I stayed with that old woman during the genocide, in Remera, near the stadium. People would see me with her and she would tell them, “This is my grandson.”

I used to go and visit her after the genocide. She was still living in the same place and so was my family. My brother Yuhi was killed during the genocide but my elder sister survived.

One day I came home from school and found out the old woman had died. That was in 2006.

I went to her place and cried a lot, like she was my mum.

What I hear from people is that her children are in prison now because they were Interahamwe. I don’t know them personally.

Karen Bugingo


Growing up in a post-genocide generation, you hear a lot of different stories and every story is worse than the one you’ve just heard.

I grew up thinking that Rwandans were the strongest-hearted people. People talk about how their entire families were wiped out, or how someone had ten children and now they only have two. I spent my childhood wondering how those people move on from that. Every Kwibuka, I’m stunned.

Assignment: In the Rwanda testimonies, in what year did the old woman die? These items come from an unrelated source, not from the Rwanda testimonies.

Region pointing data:

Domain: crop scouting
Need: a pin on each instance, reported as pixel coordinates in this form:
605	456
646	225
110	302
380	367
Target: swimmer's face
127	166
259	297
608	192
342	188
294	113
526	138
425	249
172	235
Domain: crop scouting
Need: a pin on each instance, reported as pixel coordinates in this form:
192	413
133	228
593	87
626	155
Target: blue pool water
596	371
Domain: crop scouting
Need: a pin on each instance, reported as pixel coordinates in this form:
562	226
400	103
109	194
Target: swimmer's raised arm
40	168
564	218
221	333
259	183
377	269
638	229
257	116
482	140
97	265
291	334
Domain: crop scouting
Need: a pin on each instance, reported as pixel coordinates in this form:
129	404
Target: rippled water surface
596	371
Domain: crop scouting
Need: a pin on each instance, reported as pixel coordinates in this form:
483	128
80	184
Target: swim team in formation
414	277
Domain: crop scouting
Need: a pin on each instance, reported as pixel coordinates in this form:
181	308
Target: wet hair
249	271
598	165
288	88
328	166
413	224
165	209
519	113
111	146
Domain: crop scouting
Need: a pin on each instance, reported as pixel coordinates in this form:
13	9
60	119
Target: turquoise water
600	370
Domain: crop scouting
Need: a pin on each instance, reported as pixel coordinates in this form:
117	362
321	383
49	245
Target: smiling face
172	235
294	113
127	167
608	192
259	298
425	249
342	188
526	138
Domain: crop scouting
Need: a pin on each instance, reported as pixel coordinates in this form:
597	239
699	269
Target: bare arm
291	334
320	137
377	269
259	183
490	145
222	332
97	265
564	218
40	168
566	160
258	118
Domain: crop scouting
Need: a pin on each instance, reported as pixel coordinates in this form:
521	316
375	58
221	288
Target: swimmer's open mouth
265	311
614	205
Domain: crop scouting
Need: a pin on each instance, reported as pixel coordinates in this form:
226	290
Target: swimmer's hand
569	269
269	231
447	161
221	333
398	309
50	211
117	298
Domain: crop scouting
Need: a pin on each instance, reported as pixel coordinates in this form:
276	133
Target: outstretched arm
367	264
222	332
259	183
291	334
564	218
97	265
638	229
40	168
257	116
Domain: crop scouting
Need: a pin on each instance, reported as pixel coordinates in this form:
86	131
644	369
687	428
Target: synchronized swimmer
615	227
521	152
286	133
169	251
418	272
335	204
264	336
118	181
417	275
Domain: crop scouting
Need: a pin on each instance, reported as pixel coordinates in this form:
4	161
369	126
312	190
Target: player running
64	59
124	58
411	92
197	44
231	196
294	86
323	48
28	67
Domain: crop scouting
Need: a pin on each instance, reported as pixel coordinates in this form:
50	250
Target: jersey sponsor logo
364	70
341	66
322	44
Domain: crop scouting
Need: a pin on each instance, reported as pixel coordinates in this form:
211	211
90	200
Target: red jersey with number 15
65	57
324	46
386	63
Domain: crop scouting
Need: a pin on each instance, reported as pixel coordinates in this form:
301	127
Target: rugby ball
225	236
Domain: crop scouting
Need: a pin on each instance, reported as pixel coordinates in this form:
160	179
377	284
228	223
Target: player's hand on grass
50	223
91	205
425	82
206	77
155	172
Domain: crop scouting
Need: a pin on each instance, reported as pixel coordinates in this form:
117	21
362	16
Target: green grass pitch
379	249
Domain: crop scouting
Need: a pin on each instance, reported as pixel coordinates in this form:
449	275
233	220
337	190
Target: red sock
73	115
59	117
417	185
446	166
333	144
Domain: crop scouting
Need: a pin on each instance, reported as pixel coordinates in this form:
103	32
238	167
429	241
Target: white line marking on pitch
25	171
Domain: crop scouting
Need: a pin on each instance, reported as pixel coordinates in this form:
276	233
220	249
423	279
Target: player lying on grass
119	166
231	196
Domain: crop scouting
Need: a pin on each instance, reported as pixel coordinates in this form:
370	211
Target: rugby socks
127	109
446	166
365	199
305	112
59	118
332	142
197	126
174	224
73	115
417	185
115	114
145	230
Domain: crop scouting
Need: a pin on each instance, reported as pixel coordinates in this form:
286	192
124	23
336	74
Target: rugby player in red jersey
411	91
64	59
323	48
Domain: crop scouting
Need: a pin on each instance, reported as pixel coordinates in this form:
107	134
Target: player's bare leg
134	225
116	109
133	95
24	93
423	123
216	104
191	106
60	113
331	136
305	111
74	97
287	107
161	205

Written reply: 2006